§ Instructions for the task
Can you turn the paragraph beginning "These Amended and Restated By-Laws are made" in the trust by-laws below into a short bulleted list that keeps its main facts?

BLACKROCK STRATEGIC INCOME OPPORTUNITIES TRUST

 
 
 

 
AMENDED AND RESTATED BY-LAWS
 
 
 
 
 
 
 
 
 
 
 
Dated as of September 21, 2007
 



TABLE OF CONTENTS
 
 
Page
ARTICLE I – Shareholder Meetings
1
 
1.1
Chairman
1
 
1.2
Proxies; Voting
1
 
1.3
Fixing Record Dates
1
 
1.4
Inspectors of Election
1
 
1.5
Records at Shareholder Meetings
1
ARTICLE II – Trustees
2
 
2.1
Annual and Regular Meetings
2
 
2.2
Chairman; Records
2
ARTICLE III – Officers
2
 
3.1
Officers of the Trust
2
 
3.2
Election and Tenure
2
 
3.3
Removal of Officers
2
 
3.4
Bonds and Surety
2
 
3.5
President and Vice Presidents
2
 
3.6
Secretary
3
 
3.7
Treasurer
3
 
3.8
Other Officers and Duties
3
ARTICLE IV – Miscellaneous
3
 
4.1
Depositories
3
 
4.2
Signatures
3
 
4.3
Seal
3
ARTICLE V – Stock Transfers
4
 
5.1
Transfer Agents, Registrars and the Like
4
 
5.2
Transfer of Shares
4
 
5.3
Registered Shareholders
4
ARTICLE VI – Amendment of By-Laws
4
 
6.1
Amendment and Repeal of By-Laws
4


i


 
BLACKROCK STRATEGIC INCOME OPPORTUNITIES TRUST
AMENDED AND RESTATED BY-LAWS
 
These Amended and Restated By-Laws are made and adopted pursuant to Section 3.9 of the Amended and Restated Agreement and Declaration of Trust establishing BlackRock Strategic Income Opportunities Trust dated as of September 21, 2007, as from time to time amended (hereinafter called the "Declaration"). All words and terms capitalized in these By-Laws shall have the meaning or meanings set forth for such words or terms in the Declaration.

§ Entries provided
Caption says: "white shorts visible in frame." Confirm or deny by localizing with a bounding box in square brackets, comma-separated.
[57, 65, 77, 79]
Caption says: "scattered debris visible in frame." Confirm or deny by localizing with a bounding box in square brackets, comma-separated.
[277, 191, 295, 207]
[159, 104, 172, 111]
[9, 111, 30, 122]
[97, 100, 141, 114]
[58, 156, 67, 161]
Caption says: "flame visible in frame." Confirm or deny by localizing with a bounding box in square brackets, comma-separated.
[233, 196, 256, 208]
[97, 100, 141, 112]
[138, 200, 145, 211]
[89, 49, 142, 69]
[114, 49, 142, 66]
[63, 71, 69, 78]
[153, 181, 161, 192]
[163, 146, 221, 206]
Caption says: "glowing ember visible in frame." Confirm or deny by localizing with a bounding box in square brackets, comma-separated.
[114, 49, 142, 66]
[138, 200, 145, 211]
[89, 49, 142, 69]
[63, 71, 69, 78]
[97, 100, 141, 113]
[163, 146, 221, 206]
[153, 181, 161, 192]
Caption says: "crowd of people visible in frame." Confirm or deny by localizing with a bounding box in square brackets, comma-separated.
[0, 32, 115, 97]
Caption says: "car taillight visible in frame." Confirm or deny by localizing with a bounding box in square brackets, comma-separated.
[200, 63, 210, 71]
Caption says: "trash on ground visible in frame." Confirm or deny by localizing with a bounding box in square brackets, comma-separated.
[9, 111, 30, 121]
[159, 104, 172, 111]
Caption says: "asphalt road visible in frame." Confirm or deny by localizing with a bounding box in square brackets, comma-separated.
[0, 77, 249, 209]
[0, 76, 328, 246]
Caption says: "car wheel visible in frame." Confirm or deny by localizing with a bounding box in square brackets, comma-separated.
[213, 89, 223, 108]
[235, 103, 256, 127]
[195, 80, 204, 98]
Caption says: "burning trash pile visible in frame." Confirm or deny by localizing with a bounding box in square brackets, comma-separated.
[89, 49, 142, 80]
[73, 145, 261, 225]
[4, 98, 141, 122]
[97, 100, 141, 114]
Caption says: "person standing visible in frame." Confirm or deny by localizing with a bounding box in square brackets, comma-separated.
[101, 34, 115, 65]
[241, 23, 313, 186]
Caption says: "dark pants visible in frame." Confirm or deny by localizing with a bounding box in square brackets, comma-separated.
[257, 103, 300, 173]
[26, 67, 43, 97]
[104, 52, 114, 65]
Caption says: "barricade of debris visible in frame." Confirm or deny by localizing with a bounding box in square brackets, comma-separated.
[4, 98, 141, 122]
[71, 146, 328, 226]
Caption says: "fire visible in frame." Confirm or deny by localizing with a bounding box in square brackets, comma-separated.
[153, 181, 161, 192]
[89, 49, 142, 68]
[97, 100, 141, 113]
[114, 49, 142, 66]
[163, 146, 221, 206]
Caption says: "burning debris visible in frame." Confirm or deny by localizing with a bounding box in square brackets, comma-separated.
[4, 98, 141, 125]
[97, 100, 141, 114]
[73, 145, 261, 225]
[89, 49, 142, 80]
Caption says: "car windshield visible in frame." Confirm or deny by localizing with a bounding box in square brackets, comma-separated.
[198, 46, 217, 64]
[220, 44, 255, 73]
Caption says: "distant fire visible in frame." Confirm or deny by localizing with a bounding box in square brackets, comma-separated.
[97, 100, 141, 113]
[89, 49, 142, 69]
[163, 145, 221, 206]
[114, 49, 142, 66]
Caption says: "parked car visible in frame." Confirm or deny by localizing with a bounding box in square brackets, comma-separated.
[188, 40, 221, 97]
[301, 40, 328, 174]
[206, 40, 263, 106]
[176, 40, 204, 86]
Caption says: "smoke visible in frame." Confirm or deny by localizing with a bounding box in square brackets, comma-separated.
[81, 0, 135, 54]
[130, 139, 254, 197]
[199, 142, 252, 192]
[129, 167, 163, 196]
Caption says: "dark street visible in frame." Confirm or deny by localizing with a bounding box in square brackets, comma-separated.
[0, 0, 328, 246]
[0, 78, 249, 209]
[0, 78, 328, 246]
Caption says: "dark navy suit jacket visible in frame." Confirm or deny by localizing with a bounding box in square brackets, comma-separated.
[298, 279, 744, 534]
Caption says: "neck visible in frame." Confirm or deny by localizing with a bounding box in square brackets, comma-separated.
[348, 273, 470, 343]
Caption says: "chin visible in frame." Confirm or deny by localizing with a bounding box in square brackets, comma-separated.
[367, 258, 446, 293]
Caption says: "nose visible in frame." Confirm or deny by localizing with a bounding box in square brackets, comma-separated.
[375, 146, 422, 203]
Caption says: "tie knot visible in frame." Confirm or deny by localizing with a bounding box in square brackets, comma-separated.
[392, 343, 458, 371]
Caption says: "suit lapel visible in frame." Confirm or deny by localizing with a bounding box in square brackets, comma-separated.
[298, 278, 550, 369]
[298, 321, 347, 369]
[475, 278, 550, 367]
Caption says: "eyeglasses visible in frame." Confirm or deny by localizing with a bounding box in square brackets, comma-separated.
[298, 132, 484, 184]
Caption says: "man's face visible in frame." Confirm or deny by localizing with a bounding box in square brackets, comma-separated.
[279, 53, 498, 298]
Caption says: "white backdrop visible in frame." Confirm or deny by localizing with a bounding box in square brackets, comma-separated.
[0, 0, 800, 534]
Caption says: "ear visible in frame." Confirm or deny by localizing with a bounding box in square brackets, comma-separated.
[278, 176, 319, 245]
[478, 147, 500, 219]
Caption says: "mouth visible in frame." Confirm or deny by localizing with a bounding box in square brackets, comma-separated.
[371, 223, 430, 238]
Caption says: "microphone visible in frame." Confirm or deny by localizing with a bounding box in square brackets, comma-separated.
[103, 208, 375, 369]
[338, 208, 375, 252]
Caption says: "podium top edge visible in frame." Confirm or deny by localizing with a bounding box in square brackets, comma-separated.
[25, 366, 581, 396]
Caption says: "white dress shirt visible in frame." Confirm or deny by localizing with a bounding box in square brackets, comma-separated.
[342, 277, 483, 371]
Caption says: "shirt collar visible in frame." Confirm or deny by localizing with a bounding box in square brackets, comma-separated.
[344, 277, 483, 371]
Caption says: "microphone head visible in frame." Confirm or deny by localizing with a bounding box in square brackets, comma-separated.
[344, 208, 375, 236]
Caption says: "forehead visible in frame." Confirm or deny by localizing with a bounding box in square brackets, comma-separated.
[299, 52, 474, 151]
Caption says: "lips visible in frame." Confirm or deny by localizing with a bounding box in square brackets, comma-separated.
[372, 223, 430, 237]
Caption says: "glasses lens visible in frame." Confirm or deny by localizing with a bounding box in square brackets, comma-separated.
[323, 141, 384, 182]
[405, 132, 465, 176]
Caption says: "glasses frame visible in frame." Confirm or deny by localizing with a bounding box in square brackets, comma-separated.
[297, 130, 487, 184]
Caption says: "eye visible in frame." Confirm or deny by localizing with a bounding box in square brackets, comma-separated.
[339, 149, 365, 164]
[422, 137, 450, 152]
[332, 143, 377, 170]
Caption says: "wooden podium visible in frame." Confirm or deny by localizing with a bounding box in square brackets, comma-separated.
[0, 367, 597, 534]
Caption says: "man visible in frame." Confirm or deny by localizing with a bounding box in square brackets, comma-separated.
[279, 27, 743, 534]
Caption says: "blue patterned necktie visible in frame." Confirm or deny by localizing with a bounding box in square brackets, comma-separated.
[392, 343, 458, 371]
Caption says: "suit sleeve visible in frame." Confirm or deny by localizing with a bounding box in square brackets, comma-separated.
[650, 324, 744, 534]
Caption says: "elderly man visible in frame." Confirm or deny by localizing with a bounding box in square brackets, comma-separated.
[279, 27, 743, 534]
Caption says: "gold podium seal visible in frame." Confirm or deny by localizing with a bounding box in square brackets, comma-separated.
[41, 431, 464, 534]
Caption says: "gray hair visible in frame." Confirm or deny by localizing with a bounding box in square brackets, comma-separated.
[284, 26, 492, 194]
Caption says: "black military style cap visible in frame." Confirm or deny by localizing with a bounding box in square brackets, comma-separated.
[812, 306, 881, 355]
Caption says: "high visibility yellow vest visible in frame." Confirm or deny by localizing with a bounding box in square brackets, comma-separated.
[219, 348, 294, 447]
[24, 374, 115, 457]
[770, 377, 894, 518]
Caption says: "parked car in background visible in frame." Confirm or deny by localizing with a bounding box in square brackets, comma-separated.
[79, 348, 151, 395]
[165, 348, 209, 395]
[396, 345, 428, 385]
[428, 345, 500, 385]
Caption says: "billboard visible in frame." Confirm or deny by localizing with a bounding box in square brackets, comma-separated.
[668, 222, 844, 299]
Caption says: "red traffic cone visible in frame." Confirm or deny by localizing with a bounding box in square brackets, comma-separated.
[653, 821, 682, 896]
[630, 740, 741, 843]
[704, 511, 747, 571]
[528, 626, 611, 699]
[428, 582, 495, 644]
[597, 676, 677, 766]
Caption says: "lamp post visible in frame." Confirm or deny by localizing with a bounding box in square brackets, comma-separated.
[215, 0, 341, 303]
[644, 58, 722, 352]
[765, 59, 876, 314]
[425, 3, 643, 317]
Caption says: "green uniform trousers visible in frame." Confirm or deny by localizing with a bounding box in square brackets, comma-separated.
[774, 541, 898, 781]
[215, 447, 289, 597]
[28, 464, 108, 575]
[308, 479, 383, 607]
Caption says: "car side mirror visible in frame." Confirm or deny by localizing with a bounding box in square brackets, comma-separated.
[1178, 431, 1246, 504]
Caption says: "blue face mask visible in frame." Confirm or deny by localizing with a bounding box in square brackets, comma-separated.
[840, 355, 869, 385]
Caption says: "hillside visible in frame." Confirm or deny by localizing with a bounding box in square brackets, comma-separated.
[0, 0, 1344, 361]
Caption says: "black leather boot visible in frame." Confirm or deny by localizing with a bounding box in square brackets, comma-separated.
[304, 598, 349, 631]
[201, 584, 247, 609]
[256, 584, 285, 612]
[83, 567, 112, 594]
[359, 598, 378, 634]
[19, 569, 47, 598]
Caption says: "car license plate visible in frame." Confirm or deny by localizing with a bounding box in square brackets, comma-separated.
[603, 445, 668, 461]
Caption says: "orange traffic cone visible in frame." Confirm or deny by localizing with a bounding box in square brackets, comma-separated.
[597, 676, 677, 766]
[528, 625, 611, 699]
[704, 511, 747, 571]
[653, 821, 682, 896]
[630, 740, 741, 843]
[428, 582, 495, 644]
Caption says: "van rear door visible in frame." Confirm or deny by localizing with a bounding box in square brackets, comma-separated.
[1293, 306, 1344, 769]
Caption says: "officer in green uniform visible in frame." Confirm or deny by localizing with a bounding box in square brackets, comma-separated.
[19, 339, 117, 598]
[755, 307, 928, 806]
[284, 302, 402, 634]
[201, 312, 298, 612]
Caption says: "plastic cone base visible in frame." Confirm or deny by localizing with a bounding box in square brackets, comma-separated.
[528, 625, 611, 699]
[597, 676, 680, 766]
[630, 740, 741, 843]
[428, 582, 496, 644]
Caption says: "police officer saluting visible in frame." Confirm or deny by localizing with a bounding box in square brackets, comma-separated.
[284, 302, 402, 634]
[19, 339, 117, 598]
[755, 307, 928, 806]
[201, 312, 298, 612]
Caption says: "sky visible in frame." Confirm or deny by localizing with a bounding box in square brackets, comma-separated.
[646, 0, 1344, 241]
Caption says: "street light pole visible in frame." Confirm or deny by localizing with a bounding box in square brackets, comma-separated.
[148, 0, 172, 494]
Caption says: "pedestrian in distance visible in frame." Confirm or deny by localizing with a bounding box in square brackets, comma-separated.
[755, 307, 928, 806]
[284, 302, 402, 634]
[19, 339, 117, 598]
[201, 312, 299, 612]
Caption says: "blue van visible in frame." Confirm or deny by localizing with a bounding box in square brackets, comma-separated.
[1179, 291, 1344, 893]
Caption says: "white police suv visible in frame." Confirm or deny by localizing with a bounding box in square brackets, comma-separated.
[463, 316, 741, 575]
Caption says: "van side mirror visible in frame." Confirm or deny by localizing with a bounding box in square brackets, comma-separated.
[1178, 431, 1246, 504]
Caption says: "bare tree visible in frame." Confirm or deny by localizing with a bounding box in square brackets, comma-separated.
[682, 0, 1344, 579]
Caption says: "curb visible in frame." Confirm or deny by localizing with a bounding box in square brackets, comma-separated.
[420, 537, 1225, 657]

§ Full output
- The By-Laws are adopted under Section 3.9 of the Amended and Restated Agreement and Declaration of Trust.
- That agreement established BlackRock Strategic Income Opportunities Trust and is dated as of September 21, 2007.
- With any later amendments, it is called the "Declaration."
- Capitalized words and terms in the By-Laws have the meanings the Declaration gives them.